• **Data in this exercise**

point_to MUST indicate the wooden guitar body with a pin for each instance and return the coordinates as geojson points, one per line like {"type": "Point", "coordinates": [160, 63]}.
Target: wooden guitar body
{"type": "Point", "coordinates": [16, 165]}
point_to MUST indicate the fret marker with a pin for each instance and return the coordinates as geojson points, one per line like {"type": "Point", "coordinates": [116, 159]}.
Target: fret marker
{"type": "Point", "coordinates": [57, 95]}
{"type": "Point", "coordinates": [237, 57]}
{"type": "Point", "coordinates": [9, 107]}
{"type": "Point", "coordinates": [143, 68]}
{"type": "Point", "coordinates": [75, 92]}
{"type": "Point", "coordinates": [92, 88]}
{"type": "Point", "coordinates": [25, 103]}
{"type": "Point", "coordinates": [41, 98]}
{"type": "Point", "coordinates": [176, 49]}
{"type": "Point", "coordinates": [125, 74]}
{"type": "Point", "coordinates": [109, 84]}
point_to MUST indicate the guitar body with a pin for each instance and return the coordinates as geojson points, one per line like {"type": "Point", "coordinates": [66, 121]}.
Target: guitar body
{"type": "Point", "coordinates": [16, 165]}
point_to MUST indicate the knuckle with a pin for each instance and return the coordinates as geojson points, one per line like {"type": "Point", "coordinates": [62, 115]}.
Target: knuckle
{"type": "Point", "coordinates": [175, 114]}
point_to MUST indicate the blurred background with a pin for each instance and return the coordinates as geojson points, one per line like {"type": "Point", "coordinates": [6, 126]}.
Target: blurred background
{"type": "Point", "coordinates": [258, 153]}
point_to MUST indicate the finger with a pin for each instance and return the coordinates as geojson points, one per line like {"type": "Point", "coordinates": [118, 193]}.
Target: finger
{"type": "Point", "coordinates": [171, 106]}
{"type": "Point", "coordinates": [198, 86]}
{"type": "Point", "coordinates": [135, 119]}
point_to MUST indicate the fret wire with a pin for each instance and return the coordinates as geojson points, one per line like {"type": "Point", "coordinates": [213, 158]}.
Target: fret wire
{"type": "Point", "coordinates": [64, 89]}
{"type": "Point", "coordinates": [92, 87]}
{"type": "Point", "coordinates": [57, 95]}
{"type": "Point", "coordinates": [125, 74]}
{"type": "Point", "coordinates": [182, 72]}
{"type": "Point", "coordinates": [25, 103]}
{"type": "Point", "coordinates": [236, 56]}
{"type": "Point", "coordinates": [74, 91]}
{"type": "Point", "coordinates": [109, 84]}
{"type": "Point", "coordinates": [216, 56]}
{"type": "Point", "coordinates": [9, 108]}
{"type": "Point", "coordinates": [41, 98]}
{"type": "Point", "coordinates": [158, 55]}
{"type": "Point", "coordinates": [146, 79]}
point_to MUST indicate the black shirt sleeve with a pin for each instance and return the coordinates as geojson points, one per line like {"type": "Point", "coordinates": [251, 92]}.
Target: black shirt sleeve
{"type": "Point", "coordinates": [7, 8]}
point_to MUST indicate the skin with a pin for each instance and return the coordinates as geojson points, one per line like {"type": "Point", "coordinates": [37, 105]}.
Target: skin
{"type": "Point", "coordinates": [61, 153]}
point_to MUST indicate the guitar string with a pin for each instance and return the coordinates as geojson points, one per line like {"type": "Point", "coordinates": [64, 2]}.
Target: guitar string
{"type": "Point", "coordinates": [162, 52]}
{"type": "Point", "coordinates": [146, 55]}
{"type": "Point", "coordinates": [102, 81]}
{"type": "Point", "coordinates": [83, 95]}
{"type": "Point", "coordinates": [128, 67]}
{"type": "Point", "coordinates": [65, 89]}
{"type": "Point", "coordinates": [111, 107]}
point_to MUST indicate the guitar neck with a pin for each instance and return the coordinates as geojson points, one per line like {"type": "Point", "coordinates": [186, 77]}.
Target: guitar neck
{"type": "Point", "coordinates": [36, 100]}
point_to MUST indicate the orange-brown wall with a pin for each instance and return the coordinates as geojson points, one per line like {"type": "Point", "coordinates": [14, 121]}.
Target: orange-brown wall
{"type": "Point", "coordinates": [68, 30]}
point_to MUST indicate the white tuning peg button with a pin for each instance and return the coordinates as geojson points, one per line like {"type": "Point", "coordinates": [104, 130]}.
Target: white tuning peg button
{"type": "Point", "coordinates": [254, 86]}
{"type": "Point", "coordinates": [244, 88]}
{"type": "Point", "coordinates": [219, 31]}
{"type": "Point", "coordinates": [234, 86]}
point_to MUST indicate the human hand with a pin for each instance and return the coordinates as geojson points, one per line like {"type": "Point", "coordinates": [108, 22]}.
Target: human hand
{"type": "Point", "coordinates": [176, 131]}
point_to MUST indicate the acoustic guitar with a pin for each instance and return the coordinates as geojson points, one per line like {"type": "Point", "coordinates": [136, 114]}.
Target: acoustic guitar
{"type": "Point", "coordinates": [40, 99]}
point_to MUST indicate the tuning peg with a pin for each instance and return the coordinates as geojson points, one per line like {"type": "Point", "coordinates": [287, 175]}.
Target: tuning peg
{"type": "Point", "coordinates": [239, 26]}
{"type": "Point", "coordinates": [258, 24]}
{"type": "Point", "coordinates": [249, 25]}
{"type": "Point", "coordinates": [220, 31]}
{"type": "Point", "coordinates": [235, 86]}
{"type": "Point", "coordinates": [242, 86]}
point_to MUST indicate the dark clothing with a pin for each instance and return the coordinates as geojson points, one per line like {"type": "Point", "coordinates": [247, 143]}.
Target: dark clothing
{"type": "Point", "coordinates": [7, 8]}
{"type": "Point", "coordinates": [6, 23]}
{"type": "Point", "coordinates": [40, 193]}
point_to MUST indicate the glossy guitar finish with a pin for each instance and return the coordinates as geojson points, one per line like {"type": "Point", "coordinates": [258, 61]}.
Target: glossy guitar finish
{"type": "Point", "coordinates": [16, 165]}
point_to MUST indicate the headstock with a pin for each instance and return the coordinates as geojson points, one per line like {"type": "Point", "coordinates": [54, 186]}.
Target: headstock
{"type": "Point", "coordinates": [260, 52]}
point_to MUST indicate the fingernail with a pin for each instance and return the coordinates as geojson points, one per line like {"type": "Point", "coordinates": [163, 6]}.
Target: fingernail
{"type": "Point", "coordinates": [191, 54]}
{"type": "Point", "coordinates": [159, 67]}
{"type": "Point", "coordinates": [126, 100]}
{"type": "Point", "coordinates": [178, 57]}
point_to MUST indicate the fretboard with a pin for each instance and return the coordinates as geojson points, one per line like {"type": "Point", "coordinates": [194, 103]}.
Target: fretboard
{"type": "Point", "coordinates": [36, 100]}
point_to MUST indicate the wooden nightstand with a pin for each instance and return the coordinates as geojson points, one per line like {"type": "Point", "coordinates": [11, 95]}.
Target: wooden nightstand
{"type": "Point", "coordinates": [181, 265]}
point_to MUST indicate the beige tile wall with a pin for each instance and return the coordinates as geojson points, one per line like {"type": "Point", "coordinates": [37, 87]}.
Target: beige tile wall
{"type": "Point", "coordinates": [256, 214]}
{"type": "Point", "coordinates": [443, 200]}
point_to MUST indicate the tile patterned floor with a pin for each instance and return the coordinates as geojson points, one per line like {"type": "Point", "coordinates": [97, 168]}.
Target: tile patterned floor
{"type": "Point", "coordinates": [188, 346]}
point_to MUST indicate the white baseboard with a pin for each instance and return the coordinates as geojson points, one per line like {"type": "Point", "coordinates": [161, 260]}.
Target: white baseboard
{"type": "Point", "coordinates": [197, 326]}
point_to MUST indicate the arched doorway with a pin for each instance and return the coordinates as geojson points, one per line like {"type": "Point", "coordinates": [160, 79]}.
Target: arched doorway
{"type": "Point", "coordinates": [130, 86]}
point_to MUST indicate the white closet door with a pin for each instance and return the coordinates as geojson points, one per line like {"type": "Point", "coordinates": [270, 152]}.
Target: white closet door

• **Work instructions**
Please copy out each line again, from the line containing "point_to MUST indicate the arched" through the last line, requests included, and scale every coordinate in the answers by 1.55, rounding to whole numbers with halves going up. Leave the numbers in the requests as they are.

• **Answer for this exercise**
point_to MUST indicate the arched doorway with a pin for each instance and return the coordinates as geojson points, one per line like {"type": "Point", "coordinates": [160, 79]}.
Target: arched doorway
{"type": "Point", "coordinates": [202, 133]}
point_to MUST indicate the white closet door with a pin for each instance and return the coordinates as geojson points, one per line like {"type": "Point", "coordinates": [270, 152]}.
Target: white closet door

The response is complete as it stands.